▸ **EXERCISE OBJECTIVE**:
Search the data for "balcony". Each line containing it is to be copied.

(Natural language region descriptions)
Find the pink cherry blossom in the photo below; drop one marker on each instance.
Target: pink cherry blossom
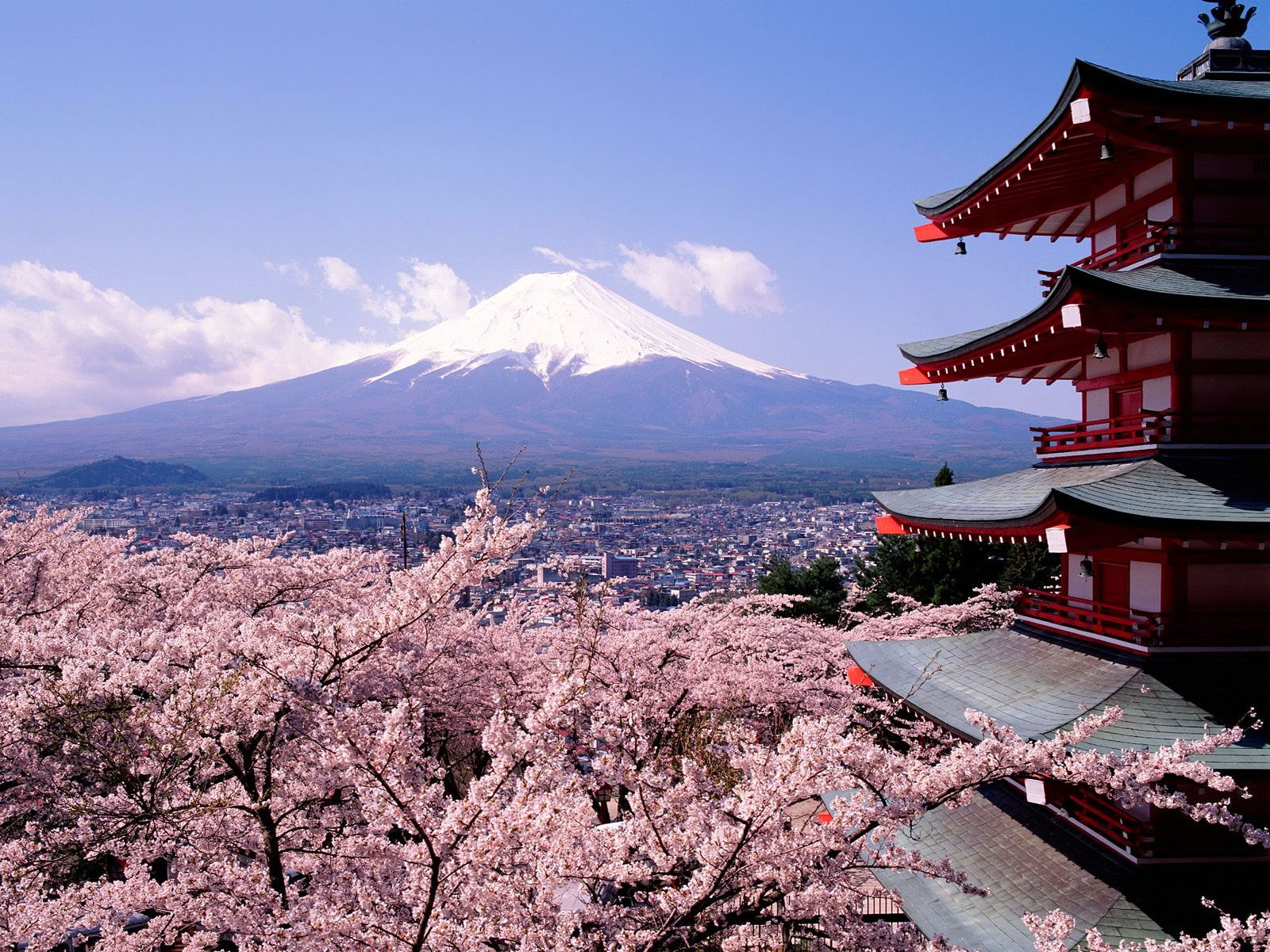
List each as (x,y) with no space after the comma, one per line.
(216,743)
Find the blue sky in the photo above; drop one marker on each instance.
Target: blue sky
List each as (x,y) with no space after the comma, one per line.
(173,171)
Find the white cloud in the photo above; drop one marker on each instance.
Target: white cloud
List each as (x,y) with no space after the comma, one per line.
(340,274)
(737,281)
(71,349)
(433,294)
(290,270)
(578,264)
(427,294)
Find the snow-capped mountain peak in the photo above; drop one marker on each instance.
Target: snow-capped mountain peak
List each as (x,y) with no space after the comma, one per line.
(559,324)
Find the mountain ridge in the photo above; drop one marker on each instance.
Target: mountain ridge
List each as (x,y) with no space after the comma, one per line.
(562,365)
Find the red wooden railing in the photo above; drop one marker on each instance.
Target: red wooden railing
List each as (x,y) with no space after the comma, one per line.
(1242,628)
(1106,819)
(1098,619)
(1162,238)
(1137,431)
(1149,429)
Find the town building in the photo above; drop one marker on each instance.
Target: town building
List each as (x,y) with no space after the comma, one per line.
(1157,499)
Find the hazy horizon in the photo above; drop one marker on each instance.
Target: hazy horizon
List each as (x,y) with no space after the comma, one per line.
(211,198)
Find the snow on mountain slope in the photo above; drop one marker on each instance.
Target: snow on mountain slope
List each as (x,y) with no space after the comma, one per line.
(558,323)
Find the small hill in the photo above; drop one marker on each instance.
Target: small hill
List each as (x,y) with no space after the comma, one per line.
(563,366)
(121,473)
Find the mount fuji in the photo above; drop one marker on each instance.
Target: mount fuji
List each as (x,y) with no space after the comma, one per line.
(556,362)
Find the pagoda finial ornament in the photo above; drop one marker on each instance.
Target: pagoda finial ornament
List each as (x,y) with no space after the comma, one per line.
(1229,21)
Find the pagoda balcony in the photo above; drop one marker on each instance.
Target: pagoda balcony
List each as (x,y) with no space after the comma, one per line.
(1141,435)
(1134,630)
(1142,631)
(1172,239)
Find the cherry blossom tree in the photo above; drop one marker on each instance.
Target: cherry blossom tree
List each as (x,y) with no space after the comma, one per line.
(219,747)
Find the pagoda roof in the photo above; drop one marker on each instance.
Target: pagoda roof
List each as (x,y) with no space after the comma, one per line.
(1174,494)
(1039,687)
(1229,287)
(1028,863)
(1223,99)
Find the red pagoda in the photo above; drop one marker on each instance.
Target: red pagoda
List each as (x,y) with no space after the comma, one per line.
(1159,501)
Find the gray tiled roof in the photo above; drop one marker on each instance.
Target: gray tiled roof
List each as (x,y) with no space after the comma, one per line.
(1231,286)
(1039,687)
(1022,873)
(1007,498)
(1178,493)
(1236,95)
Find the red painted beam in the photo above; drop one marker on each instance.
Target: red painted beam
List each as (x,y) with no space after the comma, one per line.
(939,232)
(889,526)
(914,374)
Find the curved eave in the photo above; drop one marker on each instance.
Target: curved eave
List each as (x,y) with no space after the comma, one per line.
(1203,498)
(1005,347)
(1206,99)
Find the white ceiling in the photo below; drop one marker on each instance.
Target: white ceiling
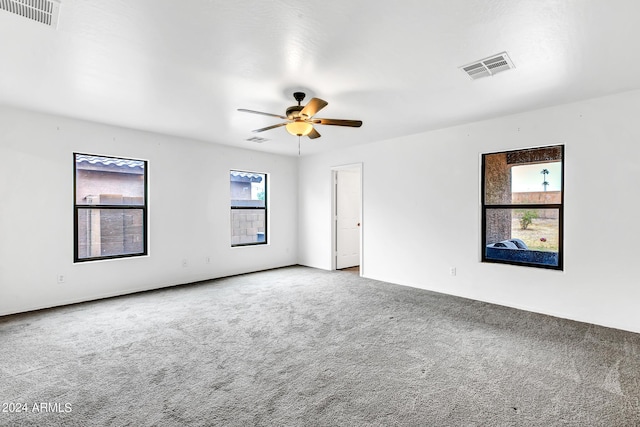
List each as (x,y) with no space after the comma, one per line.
(184,67)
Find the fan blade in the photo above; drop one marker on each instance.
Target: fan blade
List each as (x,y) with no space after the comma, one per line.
(260,112)
(337,122)
(315,105)
(314,134)
(269,127)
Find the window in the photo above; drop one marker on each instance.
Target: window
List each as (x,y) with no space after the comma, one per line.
(110,208)
(522,207)
(248,208)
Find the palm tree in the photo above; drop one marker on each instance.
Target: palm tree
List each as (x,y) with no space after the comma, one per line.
(545,183)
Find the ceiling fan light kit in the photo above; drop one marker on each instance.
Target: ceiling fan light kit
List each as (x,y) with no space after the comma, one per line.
(299,119)
(299,128)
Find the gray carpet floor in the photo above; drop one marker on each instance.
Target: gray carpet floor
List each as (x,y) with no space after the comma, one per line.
(304,347)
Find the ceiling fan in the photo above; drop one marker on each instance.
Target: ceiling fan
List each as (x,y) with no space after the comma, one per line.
(300,120)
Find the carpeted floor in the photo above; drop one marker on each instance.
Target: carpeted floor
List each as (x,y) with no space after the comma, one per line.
(304,347)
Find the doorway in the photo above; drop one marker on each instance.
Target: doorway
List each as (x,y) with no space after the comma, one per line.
(347,218)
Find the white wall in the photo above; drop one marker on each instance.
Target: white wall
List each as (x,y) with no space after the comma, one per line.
(599,283)
(188,211)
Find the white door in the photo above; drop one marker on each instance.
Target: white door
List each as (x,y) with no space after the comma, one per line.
(347,218)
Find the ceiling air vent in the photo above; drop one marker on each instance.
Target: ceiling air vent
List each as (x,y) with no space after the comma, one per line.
(257,139)
(488,66)
(43,11)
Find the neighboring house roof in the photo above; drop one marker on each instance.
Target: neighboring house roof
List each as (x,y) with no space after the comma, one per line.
(237,176)
(85,161)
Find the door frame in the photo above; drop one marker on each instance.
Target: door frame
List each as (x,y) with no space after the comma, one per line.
(334,229)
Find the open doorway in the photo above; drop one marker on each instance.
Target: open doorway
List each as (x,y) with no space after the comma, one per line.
(347,222)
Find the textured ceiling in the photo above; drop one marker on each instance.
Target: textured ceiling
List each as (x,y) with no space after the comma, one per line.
(184,67)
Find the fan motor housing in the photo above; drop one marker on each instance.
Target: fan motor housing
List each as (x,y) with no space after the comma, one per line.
(293,112)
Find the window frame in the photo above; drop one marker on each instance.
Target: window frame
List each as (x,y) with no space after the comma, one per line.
(528,206)
(78,207)
(250,208)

▸ **TASK OUTPUT**:
Find the pagoda balcony in the photo above; drop one marker on each instance.
Target: pagoda balcony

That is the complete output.